Action item – Find the line in the data below that contains "Indicate the dormer". Return that line and all the lines after it, unchanged.

-------- Input

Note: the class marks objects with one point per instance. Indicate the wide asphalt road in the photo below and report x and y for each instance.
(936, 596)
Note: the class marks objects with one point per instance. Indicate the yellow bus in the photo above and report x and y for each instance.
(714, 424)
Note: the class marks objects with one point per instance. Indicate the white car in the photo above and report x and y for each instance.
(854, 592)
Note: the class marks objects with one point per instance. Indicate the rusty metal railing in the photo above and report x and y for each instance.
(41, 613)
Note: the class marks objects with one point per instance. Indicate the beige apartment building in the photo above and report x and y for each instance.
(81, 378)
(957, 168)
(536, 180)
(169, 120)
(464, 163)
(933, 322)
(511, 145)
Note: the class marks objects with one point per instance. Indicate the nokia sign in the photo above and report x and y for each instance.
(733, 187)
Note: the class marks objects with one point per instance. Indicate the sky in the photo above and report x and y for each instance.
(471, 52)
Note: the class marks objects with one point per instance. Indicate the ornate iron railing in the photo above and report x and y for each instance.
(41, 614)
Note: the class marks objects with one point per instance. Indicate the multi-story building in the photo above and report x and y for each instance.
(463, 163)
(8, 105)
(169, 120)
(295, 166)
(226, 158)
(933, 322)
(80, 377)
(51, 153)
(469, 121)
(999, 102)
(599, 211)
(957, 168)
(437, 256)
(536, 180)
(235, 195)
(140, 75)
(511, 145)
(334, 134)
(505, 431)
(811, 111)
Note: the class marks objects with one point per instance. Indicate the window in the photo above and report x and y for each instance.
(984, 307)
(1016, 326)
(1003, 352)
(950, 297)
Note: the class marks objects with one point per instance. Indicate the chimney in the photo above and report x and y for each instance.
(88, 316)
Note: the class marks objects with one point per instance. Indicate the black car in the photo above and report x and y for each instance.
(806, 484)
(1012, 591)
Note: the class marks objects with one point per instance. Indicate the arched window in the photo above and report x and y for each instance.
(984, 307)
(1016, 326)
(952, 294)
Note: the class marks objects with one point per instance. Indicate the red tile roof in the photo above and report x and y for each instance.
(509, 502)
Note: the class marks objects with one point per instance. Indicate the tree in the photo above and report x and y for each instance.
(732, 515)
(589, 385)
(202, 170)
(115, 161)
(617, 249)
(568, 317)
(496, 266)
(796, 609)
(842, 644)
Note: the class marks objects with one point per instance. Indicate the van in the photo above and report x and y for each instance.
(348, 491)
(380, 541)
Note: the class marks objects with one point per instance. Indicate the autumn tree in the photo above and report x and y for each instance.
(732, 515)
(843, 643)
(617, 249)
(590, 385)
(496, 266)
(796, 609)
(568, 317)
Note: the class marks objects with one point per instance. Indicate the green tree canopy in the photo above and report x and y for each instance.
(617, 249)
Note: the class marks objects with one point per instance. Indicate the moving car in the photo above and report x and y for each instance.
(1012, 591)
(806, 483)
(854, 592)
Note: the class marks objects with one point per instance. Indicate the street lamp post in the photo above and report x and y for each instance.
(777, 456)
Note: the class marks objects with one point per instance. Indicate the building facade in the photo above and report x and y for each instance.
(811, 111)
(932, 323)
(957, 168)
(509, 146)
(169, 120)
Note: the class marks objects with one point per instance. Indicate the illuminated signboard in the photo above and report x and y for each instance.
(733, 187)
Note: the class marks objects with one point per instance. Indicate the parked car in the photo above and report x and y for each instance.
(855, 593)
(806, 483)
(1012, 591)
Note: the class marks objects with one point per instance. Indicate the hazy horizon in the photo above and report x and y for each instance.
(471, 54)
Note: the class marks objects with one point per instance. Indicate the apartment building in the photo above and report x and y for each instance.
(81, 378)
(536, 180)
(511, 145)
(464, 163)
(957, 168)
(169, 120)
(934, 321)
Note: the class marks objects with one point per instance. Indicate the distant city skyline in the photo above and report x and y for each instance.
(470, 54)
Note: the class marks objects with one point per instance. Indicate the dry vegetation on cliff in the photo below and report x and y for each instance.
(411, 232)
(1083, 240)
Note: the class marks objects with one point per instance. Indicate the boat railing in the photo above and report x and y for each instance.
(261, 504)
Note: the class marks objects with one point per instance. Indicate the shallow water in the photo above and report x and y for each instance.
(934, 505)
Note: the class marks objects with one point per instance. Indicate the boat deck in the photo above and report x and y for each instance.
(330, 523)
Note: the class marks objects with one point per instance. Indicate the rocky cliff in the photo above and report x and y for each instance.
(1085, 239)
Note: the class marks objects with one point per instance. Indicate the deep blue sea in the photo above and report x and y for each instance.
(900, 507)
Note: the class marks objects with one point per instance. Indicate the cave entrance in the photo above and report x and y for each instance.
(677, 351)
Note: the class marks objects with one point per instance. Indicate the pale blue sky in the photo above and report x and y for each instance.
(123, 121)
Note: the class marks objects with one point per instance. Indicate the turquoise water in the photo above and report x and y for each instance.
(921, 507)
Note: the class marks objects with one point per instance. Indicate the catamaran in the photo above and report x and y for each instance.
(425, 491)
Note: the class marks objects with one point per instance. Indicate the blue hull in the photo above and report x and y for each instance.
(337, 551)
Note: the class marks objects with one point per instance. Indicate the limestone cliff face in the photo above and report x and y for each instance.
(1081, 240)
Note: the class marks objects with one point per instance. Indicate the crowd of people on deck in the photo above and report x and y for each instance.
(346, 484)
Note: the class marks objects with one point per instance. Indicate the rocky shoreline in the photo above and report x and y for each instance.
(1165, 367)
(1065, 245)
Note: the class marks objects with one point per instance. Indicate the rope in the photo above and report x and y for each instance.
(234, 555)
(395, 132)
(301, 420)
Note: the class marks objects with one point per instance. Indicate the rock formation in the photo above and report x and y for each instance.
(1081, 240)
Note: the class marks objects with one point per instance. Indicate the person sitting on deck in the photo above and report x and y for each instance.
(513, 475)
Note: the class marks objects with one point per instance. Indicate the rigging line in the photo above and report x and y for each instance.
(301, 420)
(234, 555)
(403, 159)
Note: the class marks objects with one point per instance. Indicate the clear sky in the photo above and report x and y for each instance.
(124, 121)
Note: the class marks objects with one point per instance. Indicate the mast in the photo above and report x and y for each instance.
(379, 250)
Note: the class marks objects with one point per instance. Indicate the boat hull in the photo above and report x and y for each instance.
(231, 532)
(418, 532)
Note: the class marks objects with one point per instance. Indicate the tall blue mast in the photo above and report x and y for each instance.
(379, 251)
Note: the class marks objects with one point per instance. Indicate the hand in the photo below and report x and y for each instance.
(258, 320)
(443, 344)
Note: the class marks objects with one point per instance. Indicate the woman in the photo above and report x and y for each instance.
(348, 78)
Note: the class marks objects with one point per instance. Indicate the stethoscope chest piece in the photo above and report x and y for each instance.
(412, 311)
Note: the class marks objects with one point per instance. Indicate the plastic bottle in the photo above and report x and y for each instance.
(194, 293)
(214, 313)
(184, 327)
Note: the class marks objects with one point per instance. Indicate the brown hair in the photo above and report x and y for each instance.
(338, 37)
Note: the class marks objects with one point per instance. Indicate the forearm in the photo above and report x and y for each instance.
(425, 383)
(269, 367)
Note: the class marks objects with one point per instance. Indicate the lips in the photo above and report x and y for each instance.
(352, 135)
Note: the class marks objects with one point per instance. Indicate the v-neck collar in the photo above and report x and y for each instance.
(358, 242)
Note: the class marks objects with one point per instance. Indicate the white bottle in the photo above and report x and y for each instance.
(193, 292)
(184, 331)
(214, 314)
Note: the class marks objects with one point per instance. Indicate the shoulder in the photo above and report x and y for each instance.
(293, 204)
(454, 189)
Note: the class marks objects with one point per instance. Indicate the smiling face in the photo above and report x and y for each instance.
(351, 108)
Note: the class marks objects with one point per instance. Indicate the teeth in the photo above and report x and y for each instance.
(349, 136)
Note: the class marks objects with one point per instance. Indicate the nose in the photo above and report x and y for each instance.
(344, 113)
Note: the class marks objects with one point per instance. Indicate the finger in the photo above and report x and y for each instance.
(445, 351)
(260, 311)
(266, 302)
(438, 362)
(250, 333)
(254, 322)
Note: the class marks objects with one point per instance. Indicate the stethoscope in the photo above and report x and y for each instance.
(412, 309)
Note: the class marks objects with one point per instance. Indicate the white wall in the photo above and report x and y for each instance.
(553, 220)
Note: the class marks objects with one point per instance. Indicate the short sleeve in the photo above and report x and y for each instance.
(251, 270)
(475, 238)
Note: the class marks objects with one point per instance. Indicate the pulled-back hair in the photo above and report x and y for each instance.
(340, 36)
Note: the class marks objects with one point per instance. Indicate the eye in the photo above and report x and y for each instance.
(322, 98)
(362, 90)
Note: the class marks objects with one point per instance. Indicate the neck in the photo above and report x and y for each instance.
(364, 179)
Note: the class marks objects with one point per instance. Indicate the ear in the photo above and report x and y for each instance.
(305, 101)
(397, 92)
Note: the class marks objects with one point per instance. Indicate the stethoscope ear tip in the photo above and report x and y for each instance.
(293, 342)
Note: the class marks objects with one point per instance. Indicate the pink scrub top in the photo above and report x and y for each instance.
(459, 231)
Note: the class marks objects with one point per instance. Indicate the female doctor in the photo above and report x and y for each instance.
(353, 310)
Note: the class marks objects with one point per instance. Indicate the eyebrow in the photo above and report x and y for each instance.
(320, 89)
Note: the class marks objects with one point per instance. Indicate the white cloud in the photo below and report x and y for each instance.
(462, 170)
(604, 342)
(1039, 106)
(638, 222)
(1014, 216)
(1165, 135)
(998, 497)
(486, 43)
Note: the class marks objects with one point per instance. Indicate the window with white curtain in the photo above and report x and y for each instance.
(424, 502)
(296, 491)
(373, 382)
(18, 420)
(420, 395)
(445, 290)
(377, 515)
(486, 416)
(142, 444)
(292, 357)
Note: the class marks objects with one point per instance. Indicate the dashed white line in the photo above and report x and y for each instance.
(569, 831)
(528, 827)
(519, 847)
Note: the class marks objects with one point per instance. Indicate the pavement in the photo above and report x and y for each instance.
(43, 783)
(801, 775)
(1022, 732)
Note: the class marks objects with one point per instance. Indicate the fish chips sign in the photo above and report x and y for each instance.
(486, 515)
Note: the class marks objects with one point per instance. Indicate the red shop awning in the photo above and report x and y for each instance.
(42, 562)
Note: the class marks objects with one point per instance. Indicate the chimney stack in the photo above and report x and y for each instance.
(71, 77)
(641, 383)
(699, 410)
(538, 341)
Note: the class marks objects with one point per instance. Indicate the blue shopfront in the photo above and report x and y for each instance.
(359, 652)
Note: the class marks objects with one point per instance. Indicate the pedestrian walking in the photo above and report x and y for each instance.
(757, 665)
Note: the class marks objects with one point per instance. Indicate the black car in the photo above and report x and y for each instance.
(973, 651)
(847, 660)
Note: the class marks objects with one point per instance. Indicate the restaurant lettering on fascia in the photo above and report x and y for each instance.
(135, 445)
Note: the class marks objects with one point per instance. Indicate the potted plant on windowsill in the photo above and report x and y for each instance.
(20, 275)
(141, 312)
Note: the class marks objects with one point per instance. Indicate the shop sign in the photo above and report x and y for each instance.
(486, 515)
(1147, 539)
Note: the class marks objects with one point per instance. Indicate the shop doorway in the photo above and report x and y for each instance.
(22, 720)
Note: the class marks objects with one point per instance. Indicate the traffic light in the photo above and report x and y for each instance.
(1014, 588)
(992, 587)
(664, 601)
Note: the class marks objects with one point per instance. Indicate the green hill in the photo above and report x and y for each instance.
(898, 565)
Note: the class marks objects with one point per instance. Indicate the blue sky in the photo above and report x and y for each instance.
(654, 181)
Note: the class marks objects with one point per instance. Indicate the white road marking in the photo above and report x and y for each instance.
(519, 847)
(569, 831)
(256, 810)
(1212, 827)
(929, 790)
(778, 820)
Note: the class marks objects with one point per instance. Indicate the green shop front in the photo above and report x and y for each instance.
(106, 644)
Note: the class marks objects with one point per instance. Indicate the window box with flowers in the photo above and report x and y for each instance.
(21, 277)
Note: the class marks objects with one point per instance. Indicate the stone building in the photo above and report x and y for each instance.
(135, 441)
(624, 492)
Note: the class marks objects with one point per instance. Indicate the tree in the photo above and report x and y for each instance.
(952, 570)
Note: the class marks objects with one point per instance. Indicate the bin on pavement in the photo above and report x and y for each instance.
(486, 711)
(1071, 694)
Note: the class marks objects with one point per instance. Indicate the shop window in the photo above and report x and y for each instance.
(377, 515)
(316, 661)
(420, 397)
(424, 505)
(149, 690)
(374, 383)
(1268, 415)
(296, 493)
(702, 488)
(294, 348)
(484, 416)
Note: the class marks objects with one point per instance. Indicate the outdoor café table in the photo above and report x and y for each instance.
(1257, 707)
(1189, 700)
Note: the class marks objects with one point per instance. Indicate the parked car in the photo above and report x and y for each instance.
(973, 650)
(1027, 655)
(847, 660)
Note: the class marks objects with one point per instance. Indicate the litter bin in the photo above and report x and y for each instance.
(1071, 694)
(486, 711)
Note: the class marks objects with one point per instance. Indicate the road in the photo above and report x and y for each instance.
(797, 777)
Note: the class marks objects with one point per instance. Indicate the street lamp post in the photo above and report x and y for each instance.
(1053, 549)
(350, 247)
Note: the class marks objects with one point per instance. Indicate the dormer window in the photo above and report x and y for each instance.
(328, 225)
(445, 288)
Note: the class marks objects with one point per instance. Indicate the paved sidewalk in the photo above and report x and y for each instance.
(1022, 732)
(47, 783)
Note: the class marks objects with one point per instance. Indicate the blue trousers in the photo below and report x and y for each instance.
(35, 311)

----------------

Finished task –
Note: the class marks objects with one point per instance. Indicate the dormer window in the photo above and report x and y for each instance.
(328, 225)
(445, 288)
Note: the class marks objects with one point per instance. Indicate the paved sidewalk in the photo above and report x and y for each instance.
(1022, 732)
(47, 783)
Note: the class marks objects with one point per instance. Indicate the blue trousers in the photo below and report x and y for each instance.
(35, 311)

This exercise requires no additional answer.